## Problems to work on
**A.** Write out the part of the Halloween review running from "The simplicity and" up to and including "with bristling relish).", word for word.
**B.** Carry on the Halloween review, picking up after its final sentence.
----- Document text
Perhaps the biggest sin that the second instalment in a film trilogy can commit is to essentially become little more than an exercise in floundering; trawling from point A to point C by way of cinematic water-treading. And yet, so too problematic is the ‘part 2’ that overplays its hand and leaves the powder keg a little too dry for the finale (we’re looking at you, The Last Jedi).

It’s an at-times fiendishly difficult balancing act; crafting a satisfying and complete singular that also works as part of a greater whole, turning the screws and applying the heat to both character and event without burning the filmic broth – a juggle only complicated by the sheer number of franchises and stories that are needlessly stretched out into a trifecta (for reasons usually solely within the realms of commercial gain).

In returning to the bloated, convoluted Myers-verse for his 2018 Halloween, David Gordon Green and pals wisely decided to excise everything from the franchise save for Carpenter’s iconic original. Laurie and the Shape were no longer siblings. Dr. Loomis no longer inexplicably survived being blown to smithereens. Laurie didn’t spend most of a movie stuck in a hospital… oh, wait.

The simplicity and unburdening of Green’s first foray into Haddonfield allowed it to channel much of Carpenter’s sense of singular purpose and dread. Myers was once again a relentless killing machine with next to nothing by way of motive or humanity, making him all the more terrifying a screen presence as a result. Perhaps that film’s single greatest narrative steer – though somewhat goofily executed – was its insistence that Jamie Lee Curtis’ heroine was not some trophy goal that Myers aimed for. She was an incidental survivor, a casual fly in his murderous ointment, and one whom he crossed paths with in ’18 once again almost equally incidentally, despite decades of trauma and paranoia instilling in her a kind of inverted saviour complex (which Curtis pulled off with bristling relish).

The subsequent decision – unsurprising though it may have been given Halloween 2018’s commercial and critical success – for McBride, Fradley and Green to return for another wave of the butcher knife with not one but indeed two follow-ups, left an obvious potential pitfall. You don’t jetty a load of convolution and narrative baggage, only to pile it straight back on.
----------
----- Recorded information
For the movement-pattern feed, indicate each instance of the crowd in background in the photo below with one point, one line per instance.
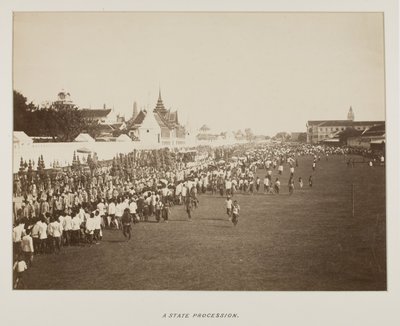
----------
## Answer section
**A.**
The simplicity and unburdening of Green’s first foray into Haddonfield allowed it to channel much of Carpenter’s sense of singular purpose and dread. Myers was once again a relentless killing machine with next to nothing by way of motive or humanity, making him all the more terrifying a screen presence as a result. Perhaps that film’s single greatest narrative steer – though somewhat goofily executed – was its insistence that Jamie Lee Curtis’ heroine was not some trophy goal that Myers aimed for. She was an incidental survivor, a casual fly in his murderous ointment, and one whom he crossed paths with in ’18 once again almost equally incidentally, despite decades of trauma and paranoia instilling in her a kind of inverted saviour complex (which Curtis pulled off with bristling relish).

**B.**
How could they navigate two more films, crafting their follow-up into a full-blown trilogy, without succumbing to the same over-complication, convoluted protraction and other myriad problems that had formerly plagued the franchise?

How could they take 2018 and the original film’s biggest strengths and successes – their relative simplicity and focus – and draw it out across two more films without heavily sacrificing on credibility, tension and impact?

Despite his iconic status, Halloween‘s Michael Myers has remained surprisingly contained within cinema. Perhaps his most famous famous intertextual appearance is as a killer (playable!) in BHVR’s hugely popular Dead By Daylight videogame (pictured above, © BHVR 2021.)

Halloween Kills rises to this challenge with surprising and admirable confidence, crafting a middle chapter that, whilst yes, somewhat spins its wheels, nevertheless makes a brutal, bloody and oft-thrilling spectacle whilst doing so.

Picking up literally moments from where events were left in 2018 (following a brief sojourn back to ’78 in an impeccably executed extended prologue), Kills is nonetheless a film that decidedly broadens and shifts focus – oscillating this time from the singular trauma of the Strode’s (Curtis, Judy Greer and Andi Matichak, once again a winning triad) to the wider rage and fallout that the local Haddonfield community feel as the spectre from their traumatic past returns to haunt them. Indeed, Jamie Lee Curtis’ Laurie spends practically the entirety of her screen time this go round bedbound and recuperating in hospital after receiving the wrong end of a knife to the gut in her duel with Myers, but that’s fine.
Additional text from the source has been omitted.